## [Work to do]
Rewrite all of the records below, replacing "Changelog" with "Update note" everywhere it appears and leaving everything else unchanged. Leave the pictures out of your version.

──────────────────────────────

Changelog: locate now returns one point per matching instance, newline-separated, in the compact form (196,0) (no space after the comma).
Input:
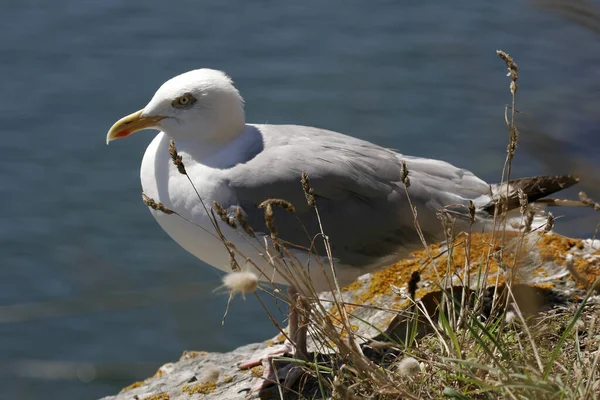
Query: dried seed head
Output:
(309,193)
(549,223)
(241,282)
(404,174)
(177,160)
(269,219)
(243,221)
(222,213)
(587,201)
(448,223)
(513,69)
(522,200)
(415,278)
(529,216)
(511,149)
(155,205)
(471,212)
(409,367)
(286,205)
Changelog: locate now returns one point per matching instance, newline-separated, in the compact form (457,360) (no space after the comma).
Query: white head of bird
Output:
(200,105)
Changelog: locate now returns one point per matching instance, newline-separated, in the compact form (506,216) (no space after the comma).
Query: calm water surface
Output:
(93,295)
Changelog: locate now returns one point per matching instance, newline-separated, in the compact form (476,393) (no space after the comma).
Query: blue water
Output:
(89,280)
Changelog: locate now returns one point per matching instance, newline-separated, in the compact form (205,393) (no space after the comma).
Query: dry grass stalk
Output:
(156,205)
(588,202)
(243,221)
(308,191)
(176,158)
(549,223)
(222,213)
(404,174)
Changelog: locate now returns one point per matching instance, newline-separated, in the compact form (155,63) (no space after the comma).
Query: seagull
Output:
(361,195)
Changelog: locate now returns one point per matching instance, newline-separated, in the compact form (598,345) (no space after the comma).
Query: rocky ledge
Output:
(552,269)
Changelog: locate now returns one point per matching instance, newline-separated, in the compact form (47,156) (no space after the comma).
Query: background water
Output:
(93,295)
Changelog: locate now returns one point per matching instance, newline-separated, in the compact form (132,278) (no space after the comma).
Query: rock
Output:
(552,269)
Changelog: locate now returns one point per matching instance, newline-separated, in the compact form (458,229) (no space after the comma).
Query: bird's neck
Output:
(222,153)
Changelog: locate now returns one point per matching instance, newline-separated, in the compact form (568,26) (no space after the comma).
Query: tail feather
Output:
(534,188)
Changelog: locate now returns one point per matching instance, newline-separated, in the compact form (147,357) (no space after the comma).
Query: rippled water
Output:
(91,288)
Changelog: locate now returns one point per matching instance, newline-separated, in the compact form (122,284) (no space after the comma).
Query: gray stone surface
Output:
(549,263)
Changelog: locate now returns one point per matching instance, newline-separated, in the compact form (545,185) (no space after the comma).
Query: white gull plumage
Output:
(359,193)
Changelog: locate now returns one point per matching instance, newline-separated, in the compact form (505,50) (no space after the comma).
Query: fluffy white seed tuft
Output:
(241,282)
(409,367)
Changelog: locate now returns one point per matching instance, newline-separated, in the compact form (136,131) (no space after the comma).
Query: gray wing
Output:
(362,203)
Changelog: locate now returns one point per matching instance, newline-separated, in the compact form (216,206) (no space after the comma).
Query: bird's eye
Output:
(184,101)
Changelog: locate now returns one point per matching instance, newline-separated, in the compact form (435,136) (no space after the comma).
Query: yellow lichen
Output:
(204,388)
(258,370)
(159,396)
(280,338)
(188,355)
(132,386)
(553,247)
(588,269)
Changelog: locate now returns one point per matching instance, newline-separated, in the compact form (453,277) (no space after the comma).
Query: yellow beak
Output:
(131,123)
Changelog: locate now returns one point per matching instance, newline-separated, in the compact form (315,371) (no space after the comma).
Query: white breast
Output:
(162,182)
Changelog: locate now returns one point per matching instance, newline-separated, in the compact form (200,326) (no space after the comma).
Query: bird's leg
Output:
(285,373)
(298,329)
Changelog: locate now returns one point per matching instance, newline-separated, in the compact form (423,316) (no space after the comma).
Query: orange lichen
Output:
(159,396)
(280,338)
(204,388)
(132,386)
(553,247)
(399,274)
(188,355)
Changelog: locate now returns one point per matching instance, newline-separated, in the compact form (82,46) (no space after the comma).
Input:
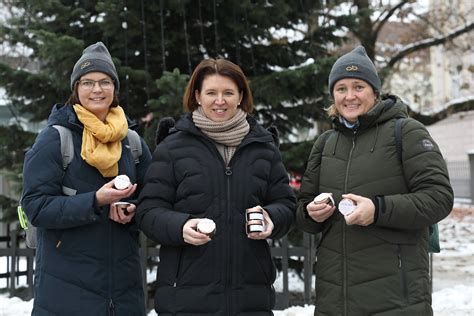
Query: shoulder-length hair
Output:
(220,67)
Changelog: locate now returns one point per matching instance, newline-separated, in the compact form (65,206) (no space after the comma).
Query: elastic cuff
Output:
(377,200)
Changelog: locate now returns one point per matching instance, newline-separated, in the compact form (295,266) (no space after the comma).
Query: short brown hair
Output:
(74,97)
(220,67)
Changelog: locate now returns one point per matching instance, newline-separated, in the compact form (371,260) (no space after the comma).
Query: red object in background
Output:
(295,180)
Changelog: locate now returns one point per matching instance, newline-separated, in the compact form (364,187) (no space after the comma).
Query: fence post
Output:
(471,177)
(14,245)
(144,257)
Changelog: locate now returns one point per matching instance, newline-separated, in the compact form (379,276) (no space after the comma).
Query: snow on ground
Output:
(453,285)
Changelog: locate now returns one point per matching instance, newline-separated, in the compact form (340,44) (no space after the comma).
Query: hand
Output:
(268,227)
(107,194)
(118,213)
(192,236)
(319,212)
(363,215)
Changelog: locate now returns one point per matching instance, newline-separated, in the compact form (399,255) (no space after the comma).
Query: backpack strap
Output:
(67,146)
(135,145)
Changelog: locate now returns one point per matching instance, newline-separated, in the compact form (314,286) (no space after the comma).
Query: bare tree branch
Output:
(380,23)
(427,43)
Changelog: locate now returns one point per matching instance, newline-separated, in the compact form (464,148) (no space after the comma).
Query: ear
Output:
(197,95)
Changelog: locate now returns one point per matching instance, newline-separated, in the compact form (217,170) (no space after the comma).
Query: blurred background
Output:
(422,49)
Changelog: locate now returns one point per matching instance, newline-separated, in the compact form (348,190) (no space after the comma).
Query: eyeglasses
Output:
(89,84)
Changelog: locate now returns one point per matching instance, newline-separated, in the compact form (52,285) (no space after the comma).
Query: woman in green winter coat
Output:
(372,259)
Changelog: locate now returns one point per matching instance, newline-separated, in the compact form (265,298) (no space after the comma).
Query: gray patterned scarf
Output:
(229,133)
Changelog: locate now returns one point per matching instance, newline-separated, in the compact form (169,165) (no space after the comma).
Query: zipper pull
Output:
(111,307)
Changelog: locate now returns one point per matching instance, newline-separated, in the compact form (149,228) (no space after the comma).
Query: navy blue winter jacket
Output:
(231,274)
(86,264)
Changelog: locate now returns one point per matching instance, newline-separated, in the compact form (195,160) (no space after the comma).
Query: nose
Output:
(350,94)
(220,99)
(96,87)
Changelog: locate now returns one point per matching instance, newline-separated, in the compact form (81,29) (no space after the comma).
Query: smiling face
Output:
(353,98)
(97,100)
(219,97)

──────────────────────────────

## [Written answer]
Update note: locate now returns one point per matching instance, newline-separated, in the compact form (196,0) (no space after the comma).
Input:
Query: dried seed head
Output:
(309,193)
(549,223)
(241,282)
(404,174)
(177,160)
(269,219)
(243,221)
(222,213)
(587,201)
(448,223)
(513,69)
(522,200)
(415,278)
(529,216)
(511,149)
(155,205)
(471,212)
(409,367)
(286,205)
Update note: locate now returns one point per matching instance, newline-separated, in the compact form (457,360) (no space after the comma).
Query: white head of bird
Output:
(200,105)
Update note: locate now returns one point per matching instance, newline-separated, in the compact form (506,216) (no space after the comma).
Query: calm water surface
Output:
(93,295)
Update note: locate now returns one point per matching instance, newline-separated, in the compact form (476,393) (no space after the comma).
Query: blue water
Output:
(89,280)
Update note: locate now returns one point per matching instance, newline-separated, in the compact form (205,393) (no space after the comma).
Query: dry grass stalk
Output:
(156,205)
(588,202)
(243,221)
(308,191)
(176,158)
(549,223)
(222,213)
(404,174)
Update note: locate now returns one point per matching instance, newline-separated, in the compact form (155,63) (no space after the comma).
Query: seagull
Output:
(361,195)
Update note: locate now returns one point per matching instance, newline-separated, in the compact form (598,345) (no space after the comma).
Query: rocky ledge
Output:
(552,269)
Update note: locate now returns one point per matching instance, newline-separated, in the compact form (47,156) (no space after the comma).
Query: background water
Output:
(93,295)
Update note: locate now returns one point per matching instance, newline-separated, in the compact form (132,278) (no space after the comma).
Query: rock
Output:
(552,269)
Update note: locate now returns one point per matching instance, newline-separated, in the compact form (458,229) (no space after the comma).
Query: bird's neck
Output:
(222,153)
Update note: locate now returns one point per matching instance, newline-separated, in the compact form (568,26) (no space after the comma).
Query: tail feather
Output:
(534,188)
Update note: locate now returns one point per matching instance, newline-separated, in the compact form (147,357) (no space after the comma).
Query: rippled water
Output:
(91,288)
Update note: locate now returns one point per matching instance, newline-separated, in the compact form (122,284) (no space after the comma).
Query: gray stone surface
Output:
(549,263)
Update note: locate now returns one point per matching instance, newline-separated, in the compact form (545,185) (no space after the comma).
Query: white gull plumage
Output:
(359,193)
Update note: locate now returns one point per matching instance, newline-separated, in the compact form (505,50) (no space after the comma).
Query: fluffy white seed tuft
Output:
(241,282)
(409,367)
Update note: locate now returns one point per matching instance, newline-separated, in the compact form (136,131) (no space after the comma).
Query: gray wing
Output:
(362,203)
Update note: locate now returns one point per matching instance, newline-separated, in the compact form (216,206) (no space after the comma).
Query: bird's eye
Output:
(184,101)
Update note: locate now returns one point per matching instance, newline-separated, in the compact form (435,136) (no space after the comma).
Query: yellow lichen
Output:
(204,388)
(258,370)
(159,396)
(280,338)
(188,355)
(132,386)
(553,247)
(588,269)
Update note: locate now returns one point per matching instance, newline-separated, in the compact form (453,277) (no space after the comma).
Query: yellow beak
Output:
(131,123)
Update note: locate now returns one point per matching instance, newline-separated, in the compact form (315,371) (no space after the comma).
Query: white breast
Output:
(162,182)
Update note: locate now returns one point per matching instance, newline-separated, in the compact form (200,326) (no space after the comma).
Query: bird's leg
Output:
(285,373)
(298,329)
Update note: locate now returns one point per matching instance, newline-separated, in the compact form (423,316) (no space after the comma).
Query: orange lichen
Output:
(159,396)
(280,338)
(204,388)
(132,386)
(553,247)
(399,274)
(188,355)
Update note: locate now returns one point per matching instance, newline-separated, in the compact form (82,46) (no space after the comma).
Input:
Query: shoulder-length hair
Output:
(220,67)
Update note: locate now returns one point per matching instance, newline-separated, in the compact form (65,206) (no space after the comma).
Query: elastic cuff
Output:
(377,200)
Update note: locate now returns one point per matching instance, newline-separated, in the compact form (295,266) (no space after the comma).
Query: short brown hair
Output:
(74,97)
(220,67)
Update note: locate now returns one point per matching instance, newline-separated, in the compact form (371,260) (no space after the comma).
Query: red object in background
Output:
(295,180)
Update note: locate now returns one point per matching instance, newline-separated, in the compact form (364,187) (no space after the comma).
Query: fence post
Output:
(471,177)
(14,245)
(144,257)
Update note: locate now returns one point per matching instance, newline-separated, in the compact form (379,276) (no space after the comma).
Query: snow on ground
Output:
(453,285)
Update note: locate now returns one point per matching instance, newline-separated, in the compact form (340,44) (no space after the comma).
Query: hand
Output:
(268,227)
(107,194)
(118,213)
(192,236)
(319,212)
(363,215)
Update note: locate now returns one point per matching instance, newline-separated, in the compact form (399,255) (no space after the comma).
Query: backpack strap
Output:
(67,146)
(135,145)
Update note: locate now returns one point per matching instance, newline-separated, in the compact form (314,286) (no space after the comma).
Query: bare tree branch
Output:
(380,23)
(427,43)
Update note: locate now returns one point per matching instance, newline-separated, in the compact form (464,148) (no space after the comma).
Query: ear
Output:
(197,95)
Update note: locate now returns one point per matching instance, newline-separated, in the compact form (217,170) (no space after the comma).
Query: blurred background
Output:
(422,49)
Update note: locate now returns one point per matching instance, newline-separated, in the compact form (348,190) (no space after the comma).
Query: eyeglasses
Output:
(89,84)
Update note: locate now returns one point per matching instance, newline-separated, in the compact form (52,285) (no space after the comma).
Query: woman in green winter coat
Output:
(372,259)
Update note: locate now returns one point per matching instance, newline-separated, in the compact form (265,298) (no space after the comma).
Query: gray patterned scarf
Output:
(229,133)
Update note: locate now returns one point per matching instance, newline-separated, in the compact form (169,165) (no space after the comma).
Query: zipper pull
Output:
(111,307)
Update note: locate now returns one point per matching instance, newline-separated, in the compact form (149,228) (no space after the comma).
Query: navy blue winter jacket
Output:
(231,274)
(86,264)
Update note: locate now returns one point per matching instance, newline-separated, in the compact form (195,160) (no space after the comma).
Query: nose
Output:
(350,94)
(220,99)
(96,87)
Update note: locate now returns one point per matching instance, newline-separated, in the compact form (81,29) (no space after the comma).
Query: smiling face
Output:
(353,98)
(97,100)
(219,97)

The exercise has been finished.